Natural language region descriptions
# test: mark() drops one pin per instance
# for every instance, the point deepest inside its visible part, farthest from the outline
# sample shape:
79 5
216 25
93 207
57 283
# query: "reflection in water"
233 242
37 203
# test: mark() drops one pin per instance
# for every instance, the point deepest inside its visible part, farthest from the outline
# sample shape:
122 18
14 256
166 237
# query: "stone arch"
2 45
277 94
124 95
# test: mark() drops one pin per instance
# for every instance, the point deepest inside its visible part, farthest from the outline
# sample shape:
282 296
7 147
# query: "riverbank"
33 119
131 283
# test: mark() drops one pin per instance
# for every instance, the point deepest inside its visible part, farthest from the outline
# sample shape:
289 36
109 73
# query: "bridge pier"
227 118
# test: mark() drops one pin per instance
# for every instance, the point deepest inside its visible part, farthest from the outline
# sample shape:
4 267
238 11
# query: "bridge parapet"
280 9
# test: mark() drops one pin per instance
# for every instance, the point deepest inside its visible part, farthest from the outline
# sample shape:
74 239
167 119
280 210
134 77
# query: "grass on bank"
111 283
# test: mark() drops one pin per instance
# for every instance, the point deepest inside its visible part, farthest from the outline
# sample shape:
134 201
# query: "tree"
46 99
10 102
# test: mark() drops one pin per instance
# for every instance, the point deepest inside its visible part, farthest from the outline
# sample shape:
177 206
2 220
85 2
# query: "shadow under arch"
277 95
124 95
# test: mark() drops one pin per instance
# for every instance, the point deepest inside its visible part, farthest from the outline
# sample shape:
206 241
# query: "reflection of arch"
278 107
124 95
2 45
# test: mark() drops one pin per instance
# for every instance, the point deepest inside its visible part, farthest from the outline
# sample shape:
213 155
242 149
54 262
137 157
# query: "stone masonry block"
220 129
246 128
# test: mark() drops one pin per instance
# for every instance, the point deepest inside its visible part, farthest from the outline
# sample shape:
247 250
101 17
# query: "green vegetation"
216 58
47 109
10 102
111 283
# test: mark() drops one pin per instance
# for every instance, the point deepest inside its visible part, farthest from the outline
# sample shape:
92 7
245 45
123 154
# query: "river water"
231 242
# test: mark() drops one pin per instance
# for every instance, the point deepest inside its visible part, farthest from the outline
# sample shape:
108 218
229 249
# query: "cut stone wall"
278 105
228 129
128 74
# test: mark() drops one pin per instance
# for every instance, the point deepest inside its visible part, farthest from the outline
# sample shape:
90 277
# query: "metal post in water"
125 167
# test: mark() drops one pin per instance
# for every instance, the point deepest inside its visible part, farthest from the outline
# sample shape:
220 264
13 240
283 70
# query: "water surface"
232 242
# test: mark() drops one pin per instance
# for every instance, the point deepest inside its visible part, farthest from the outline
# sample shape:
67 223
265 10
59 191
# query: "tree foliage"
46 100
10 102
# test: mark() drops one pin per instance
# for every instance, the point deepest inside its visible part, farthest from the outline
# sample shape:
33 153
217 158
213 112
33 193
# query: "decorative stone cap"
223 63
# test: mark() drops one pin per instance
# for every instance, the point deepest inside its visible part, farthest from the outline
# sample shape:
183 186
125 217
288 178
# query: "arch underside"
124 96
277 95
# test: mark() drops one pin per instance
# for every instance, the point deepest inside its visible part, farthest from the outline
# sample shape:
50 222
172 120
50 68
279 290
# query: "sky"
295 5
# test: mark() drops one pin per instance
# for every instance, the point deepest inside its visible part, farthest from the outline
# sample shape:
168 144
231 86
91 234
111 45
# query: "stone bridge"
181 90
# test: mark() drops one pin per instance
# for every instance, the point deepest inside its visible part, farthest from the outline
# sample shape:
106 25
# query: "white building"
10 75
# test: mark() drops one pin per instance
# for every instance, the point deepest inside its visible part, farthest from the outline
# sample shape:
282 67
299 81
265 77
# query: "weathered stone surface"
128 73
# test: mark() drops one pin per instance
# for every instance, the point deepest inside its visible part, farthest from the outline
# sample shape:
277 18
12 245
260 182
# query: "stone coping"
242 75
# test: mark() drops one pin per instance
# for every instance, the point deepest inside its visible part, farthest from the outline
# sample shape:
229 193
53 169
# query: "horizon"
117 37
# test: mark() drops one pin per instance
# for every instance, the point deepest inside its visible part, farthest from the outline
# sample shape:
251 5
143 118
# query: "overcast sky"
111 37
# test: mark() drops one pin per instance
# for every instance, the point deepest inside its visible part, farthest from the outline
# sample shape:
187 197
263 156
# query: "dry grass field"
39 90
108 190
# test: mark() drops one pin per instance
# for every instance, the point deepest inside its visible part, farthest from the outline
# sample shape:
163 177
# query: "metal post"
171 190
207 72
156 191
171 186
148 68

▶ _Required action_:
Each line above must be reproduced exactly as it stands.

▶ _Written answer_:
# test: mark() drops one pin per instance
# for every instance, the point deepest inside its visible part, farthest from the outline
# sample shape:
79 5
216 25
93 207
57 283
# query: "reflection in water"
233 242
37 203
# test: mark() drops one pin per instance
# for every instance, the point deepest inside its visible part, farthest from the outline
# sample shape:
122 18
14 256
166 237
# query: "stone arch"
2 45
277 94
124 95
# test: mark() drops one pin per instance
# for every instance, the point deepest inside its visible part, farthest from the outline
# sample shape:
282 296
7 147
# query: "riverbank"
33 119
131 283
# test: mark() drops one pin per instance
# for every instance, the point deepest inside its visible part, farthest from the outline
# sample shape:
289 36
109 73
# query: "bridge pier"
227 118
# test: mark() drops one pin per instance
# for every instance, the point deepest inside its visible part, farthest from the outline
# sample shape:
4 267
238 11
# query: "bridge parapet"
280 9
# test: mark() drops one pin per instance
# for every instance, the point deepest inside its visible part, farthest from the outline
# sample shape:
74 239
167 119
280 210
134 77
# query: "grass on bank"
111 283
# test: mark() drops one pin per instance
# for every instance, the point deepest inside its visible part, farthest from the outline
# sample shape:
134 201
# query: "tree"
46 99
10 102
# test: mark() drops one pin per instance
# for every instance, the point deepest inside its visible part, farthest from the outline
# sample shape:
177 206
2 220
85 2
# query: "shadow under arch"
277 95
124 95
# test: mark() drops one pin per instance
# for every instance, the point deepest inside its visible part, farthest from the outline
# sample shape:
206 241
# query: "reflection of arch"
278 107
124 95
2 45
# test: mark() drops one pin per instance
# for every instance, the point deepest inside its visible part, farthest from the outline
# sample shape:
213 155
242 149
54 262
137 157
# query: "stone masonry block"
220 129
246 128
# test: mark() drops one pin per instance
# for every instance, the point deepest inside its visible part, farthest from the outline
# sample shape:
247 250
101 17
# query: "green vegetation"
216 58
47 109
10 102
111 283
# test: mark() drops one pin per instance
# for every instance, the point deepest inside its visible part, farthest from the outline
# sample shape:
92 7
245 45
123 154
# query: "river water"
231 242
# test: mark() drops one pin per instance
# for every instance, the point deepest inside its visible part, farthest from the outline
# sample shape:
108 218
229 249
# query: "cut stone wall"
278 105
228 129
128 74
# test: mark() drops one pin per instance
# for every instance, the point deepest inside its visible part, farthest from the outline
# sample shape:
90 277
# query: "metal post in water"
125 167
# test: mark() drops one pin per instance
# for every instance, the point deepest inside its visible part, farthest from the outline
# sample shape:
220 264
13 240
283 70
# query: "water surface"
232 242
# test: mark() drops one pin per instance
# for every instance, the point deepest inside its visible part, farthest from the outline
# sample shape:
67 223
265 10
59 191
# query: "tree foliage"
46 100
10 102
# test: mark() drops one pin per instance
# for every instance, the point deepest inside its visible part, farthest from the outline
# sample shape:
33 153
217 158
213 112
33 193
# query: "decorative stone cap"
223 63
# test: mark() drops one pin per instance
# for every instance, the point deepest inside its visible part, farthest from the outline
# sample shape:
183 186
125 217
288 178
# query: "arch underside"
124 96
277 95
# test: mark() drops one pin per instance
# for every instance, the point deepest inside its visible part, farthest from the outline
# sample shape:
50 222
172 120
50 68
279 290
# query: "sky"
295 5
# test: mark() drops one pin per instance
# for every instance, the point deepest inside its visible part, farthest from the outline
# sample shape:
168 144
231 86
91 234
111 45
# query: "stone bridge"
181 90
# test: mark() drops one pin per instance
# for every instance, the point deepest inside its visible part, farthest from the outline
# sample shape:
106 25
# query: "white building"
10 75
# test: mark() drops one pin per instance
# for every instance, the point deepest inside its visible part, farthest from the outline
# sample shape:
282 67
299 81
265 77
# query: "weathered stone surface"
128 73
# test: mark() drops one pin per instance
# for every instance, the point deepest inside its visible part, farthest from the outline
# sample shape:
277 18
12 245
260 182
# query: "stone coping"
242 75
# test: mark() drops one pin per instance
# for every instance, the point deepest inside its visible part, farthest from the outline
# sample shape:
229 193
53 169
# query: "horizon"
117 37
# test: mark() drops one pin per instance
# for every instance, the point deepest inside its visible part, farthest from the outline
# sample shape:
251 5
143 118
# query: "overcast sky"
111 37
# test: mark() drops one pin per instance
# for every instance, the point deepest inside its visible part, farthest from the outline
# sample shape:
187 197
263 156
# query: "dry grass field"
39 90
108 190
# test: mark() drops one pin per instance
# for every instance, the point deepest inside its visible part, farthest from the outline
# sample shape:
163 177
# query: "metal post"
171 190
207 72
156 191
171 186
148 68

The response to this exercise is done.